Extract each line of the material below that contains the string "point", with case counting.

-- BEGIN Working data --

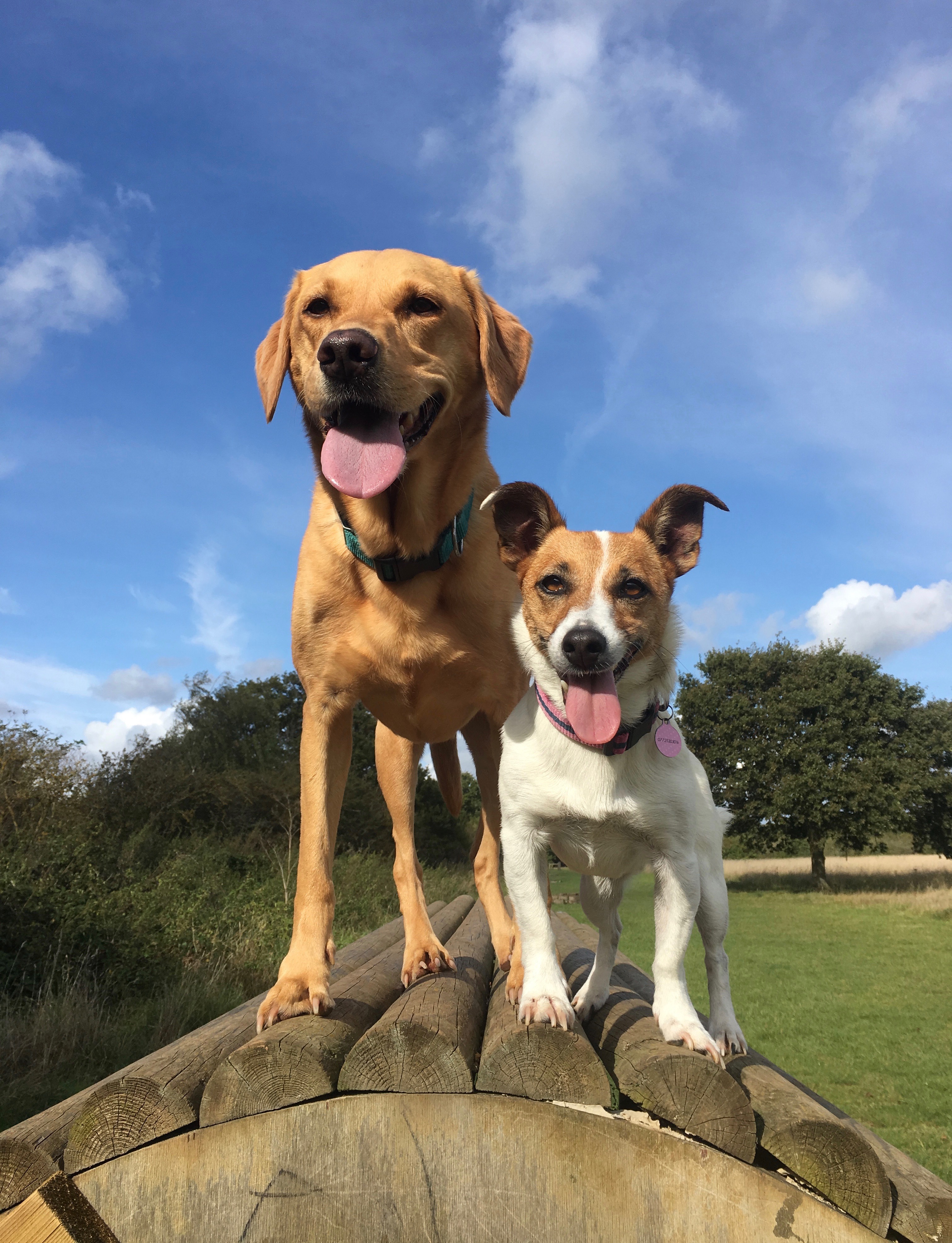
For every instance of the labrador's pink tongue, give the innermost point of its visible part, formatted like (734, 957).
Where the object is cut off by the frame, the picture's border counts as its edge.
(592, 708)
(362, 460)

-- END Working data --
-- BEGIN Working data --

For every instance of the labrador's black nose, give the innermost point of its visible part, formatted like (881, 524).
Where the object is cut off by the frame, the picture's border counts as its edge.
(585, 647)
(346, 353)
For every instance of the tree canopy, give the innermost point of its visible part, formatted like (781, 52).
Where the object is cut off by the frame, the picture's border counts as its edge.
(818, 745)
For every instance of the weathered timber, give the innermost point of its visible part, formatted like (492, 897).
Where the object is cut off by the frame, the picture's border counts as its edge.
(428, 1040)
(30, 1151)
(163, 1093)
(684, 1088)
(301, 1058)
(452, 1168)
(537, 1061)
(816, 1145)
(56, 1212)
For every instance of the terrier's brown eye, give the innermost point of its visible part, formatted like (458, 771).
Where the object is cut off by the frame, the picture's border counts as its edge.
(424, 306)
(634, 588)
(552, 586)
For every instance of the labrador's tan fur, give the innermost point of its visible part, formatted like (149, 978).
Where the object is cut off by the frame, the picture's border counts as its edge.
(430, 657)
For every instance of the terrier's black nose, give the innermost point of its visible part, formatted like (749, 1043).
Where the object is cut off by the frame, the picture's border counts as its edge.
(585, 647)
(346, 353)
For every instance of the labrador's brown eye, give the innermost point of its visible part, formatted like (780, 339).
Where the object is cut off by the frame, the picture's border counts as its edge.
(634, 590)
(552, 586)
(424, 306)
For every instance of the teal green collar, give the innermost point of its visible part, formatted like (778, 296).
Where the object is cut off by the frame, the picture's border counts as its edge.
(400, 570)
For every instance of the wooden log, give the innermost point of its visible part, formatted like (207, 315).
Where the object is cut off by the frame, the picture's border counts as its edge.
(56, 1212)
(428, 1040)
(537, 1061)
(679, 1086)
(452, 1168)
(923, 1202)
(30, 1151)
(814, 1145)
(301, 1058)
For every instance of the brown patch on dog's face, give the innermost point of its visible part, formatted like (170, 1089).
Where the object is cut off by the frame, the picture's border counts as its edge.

-- END Working data --

● Output of the exercise:
For every instance of the labrador's pink tongue, give the innermost point of its visible part, formatted like (734, 957).
For every instance of the labrador's black nose, give the innermost point of its visible part, formatted like (881, 524).
For every instance of the tree canopy, give the innermost point of its visible part, formatted like (781, 52).
For every instance of the weathered timber, give the innermost point of its visible part, formatted like (492, 897).
For every instance of the terrier's brown eye, give the innermost point of its visible part, formatted like (458, 771).
For every instance of the labrador's tan fur, give the innermost point of its visible part, formatted like (149, 978).
For every instance of the terrier's black nose, give the innermost point of its visible part, formatted like (749, 1043).
For every instance of the labrador's brown eye, give the innermost point of its visible part, formatted like (780, 339).
For every instance of the teal green collar, give the innermost point of its visible part, formatted like (778, 296).
For every instance of the wooden log, give the innermost point of its visible part, formatted like (207, 315).
For every instance of the brown patch on dog's face, give the innermost point of its visible part, formatted like (170, 1089).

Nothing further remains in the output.